Text segment
——

From day one, she noticed that she had few friends in the capital. This was partly because of her political background. The MLP mainly represents rural communities – the Maya population, women and farmers. Its leftist ideology places it at odds with the multitude of conservative parties in parliament.
As a woman and indigenous person, for whom Spanish is a second language, Jerónimo also struggles with two of the oldest and most traditional evils in Guatemalan society: sexism and racism.
“Racism and machismo are still very much alive here,” says Jerónimo. “It’s difficult for me to even get the floor in a debate. Congressional rules clearly state that everyone should be allowed speaking time, but often I am simply passed over.”
Her views can also create clashes: “For me it is unacceptable that the political class, including the Congress, enjoy so many privileges, while sixty percent of Guatemalans live in poverty’, she says fiercely.
“When I started, I announced that I did not want to receive extra compensation for my expenses. Parliamentarians receive a salary but their food, life insurance, mobile phones and other devices are also covered. Why? We have a salary. I cannot look my constituents in the eye and defend getting paid for meals, when 60-70% of young children suffer from malnutrition in this country.”
For all of these reasons, it is difficult for Jerónimo and the MLP to leave their mark on national politics. The Government is pursuing a right-wing policy, aided by a predominantly conservative majority in parliament. The voice of Jerónimo and her party is often overlooked.
But, for Jerónimo, speaking out is a matter of principle and representation. Decisions about her party’s agenda are made at gatherings in the Maya communities. It is this voice that Jerónimo is trying to make heard in Parliament.
“It is important that what I say and try to achieve in Parliament is always based on the consensus of our communities,” explains Jerónimo. “We drew up a programme of fourteen main themes, and we want to propose laws based on this agreement.”

——

Excerpted data
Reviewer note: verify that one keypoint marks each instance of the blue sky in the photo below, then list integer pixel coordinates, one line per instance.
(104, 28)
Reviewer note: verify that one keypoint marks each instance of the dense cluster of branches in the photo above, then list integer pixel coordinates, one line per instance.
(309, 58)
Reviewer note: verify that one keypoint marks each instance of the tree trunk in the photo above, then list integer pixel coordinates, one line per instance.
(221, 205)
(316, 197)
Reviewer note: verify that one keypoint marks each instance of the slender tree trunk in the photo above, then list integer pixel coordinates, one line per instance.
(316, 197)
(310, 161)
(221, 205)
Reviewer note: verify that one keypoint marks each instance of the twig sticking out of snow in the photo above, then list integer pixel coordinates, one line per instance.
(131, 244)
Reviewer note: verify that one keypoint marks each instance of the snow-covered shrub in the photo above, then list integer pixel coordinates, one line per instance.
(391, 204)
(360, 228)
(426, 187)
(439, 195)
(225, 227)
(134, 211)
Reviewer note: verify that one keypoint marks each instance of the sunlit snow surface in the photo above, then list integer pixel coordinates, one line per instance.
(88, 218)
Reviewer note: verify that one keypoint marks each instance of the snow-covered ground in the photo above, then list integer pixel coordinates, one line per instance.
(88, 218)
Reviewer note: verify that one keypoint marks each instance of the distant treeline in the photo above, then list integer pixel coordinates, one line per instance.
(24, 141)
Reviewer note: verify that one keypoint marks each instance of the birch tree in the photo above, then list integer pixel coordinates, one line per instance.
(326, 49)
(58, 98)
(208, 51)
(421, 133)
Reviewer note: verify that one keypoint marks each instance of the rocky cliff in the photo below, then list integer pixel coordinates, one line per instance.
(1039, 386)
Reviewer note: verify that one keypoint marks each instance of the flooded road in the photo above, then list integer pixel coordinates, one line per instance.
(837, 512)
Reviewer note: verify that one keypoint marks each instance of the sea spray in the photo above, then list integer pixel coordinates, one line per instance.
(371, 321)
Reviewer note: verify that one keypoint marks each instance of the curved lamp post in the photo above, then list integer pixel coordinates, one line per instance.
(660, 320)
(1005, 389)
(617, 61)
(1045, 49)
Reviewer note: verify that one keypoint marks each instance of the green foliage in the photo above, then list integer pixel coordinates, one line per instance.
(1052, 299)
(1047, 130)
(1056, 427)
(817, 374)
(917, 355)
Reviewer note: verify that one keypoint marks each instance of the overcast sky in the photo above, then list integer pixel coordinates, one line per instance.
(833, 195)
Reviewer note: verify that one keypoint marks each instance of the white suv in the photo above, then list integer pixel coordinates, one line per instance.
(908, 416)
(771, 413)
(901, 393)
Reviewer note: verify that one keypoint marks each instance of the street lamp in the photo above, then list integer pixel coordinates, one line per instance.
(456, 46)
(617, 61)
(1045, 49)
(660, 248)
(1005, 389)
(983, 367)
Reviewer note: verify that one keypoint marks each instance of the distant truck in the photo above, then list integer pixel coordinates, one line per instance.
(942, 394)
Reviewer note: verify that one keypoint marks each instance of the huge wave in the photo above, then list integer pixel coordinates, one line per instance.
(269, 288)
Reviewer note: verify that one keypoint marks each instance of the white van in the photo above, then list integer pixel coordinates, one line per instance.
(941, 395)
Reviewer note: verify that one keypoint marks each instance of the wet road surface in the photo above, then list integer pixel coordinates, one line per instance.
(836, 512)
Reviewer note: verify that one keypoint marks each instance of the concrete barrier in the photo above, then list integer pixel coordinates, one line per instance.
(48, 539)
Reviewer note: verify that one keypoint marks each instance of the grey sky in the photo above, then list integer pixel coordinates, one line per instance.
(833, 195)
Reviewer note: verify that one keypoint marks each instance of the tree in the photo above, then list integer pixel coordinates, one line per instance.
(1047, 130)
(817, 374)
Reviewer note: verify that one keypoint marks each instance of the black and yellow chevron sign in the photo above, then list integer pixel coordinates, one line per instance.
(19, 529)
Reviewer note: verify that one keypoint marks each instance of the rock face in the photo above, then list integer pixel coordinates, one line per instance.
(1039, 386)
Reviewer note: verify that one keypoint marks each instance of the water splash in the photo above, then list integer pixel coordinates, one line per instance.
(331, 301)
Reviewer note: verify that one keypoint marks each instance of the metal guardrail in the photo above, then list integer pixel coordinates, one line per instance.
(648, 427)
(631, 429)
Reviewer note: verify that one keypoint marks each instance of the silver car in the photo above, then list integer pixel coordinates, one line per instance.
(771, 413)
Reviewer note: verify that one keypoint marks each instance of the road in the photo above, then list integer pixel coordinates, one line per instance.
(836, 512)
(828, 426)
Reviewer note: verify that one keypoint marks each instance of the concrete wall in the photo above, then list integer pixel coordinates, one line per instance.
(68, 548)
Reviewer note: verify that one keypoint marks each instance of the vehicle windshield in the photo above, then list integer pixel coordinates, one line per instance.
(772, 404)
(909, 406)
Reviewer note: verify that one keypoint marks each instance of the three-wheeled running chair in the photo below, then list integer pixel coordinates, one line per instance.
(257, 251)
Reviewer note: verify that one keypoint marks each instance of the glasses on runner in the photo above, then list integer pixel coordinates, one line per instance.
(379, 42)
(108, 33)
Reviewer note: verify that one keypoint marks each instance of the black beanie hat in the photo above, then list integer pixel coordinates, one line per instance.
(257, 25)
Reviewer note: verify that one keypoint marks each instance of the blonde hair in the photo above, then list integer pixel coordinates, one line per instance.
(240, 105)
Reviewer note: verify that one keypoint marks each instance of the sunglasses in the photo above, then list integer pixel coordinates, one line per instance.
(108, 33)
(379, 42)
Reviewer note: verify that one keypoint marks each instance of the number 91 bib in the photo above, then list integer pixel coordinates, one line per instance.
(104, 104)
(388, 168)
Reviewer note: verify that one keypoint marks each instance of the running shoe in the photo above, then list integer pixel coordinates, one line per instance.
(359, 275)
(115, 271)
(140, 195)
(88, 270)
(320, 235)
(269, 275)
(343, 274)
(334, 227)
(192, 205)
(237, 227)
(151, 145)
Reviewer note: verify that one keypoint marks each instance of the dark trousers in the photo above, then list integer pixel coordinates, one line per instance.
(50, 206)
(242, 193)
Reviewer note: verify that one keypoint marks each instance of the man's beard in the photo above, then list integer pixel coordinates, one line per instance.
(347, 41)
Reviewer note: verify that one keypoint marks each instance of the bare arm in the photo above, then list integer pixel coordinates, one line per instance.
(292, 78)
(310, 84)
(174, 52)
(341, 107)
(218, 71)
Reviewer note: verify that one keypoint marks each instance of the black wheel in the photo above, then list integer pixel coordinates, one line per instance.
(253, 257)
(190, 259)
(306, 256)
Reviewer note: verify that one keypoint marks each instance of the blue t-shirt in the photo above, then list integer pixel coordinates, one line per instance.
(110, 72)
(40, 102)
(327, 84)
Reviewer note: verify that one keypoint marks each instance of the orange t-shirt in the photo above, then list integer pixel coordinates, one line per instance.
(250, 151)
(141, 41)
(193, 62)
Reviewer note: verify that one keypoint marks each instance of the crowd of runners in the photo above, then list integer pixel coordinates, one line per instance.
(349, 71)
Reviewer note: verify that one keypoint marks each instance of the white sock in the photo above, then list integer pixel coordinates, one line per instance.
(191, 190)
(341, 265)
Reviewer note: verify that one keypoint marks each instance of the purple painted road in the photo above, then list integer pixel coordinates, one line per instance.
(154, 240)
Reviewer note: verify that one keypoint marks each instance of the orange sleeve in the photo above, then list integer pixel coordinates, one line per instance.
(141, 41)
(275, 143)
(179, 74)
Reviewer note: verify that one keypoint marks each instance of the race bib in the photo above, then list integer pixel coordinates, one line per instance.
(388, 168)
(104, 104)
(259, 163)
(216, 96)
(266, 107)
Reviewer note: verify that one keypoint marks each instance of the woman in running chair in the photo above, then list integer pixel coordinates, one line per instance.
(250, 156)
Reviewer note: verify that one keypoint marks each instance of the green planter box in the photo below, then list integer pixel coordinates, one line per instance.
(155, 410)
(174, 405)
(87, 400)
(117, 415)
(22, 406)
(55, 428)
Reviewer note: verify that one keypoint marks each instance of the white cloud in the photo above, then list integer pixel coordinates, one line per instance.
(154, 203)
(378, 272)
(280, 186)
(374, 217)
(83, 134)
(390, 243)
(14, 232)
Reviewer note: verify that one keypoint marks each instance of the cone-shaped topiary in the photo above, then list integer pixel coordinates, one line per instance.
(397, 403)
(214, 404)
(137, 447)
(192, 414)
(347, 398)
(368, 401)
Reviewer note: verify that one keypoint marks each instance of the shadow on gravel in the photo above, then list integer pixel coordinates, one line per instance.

——

Questions
1. Reproduce everything in the passage about Jerónimo from "From day one, she" down to "parties in parliament.".
2. Decide whether each statement agrees with the passage about Jerónimo, answering yes or no and quoting the deciding words: (a) The MLP mainly represents rural communities. (b) Spanish is Jerónimo's first language. (c) Decisions about the party's agenda are made in Congress.

Numbered responses
1.
From day one, she noticed that she had few friends in the capital. This was partly because of her political background. The MLP mainly represents rural communities – the Maya population, women and farmers. Its leftist ideology places it at odds with the multitude of conservative parties in parliament.

2.
(a) Yes: "The MLP mainly represents rural communities – the Maya population, women and farmers."
(b) No: "for whom Spanish is a second language"
(c) No: "Decisions about her party’s agenda are made at gatherings in the Maya communities."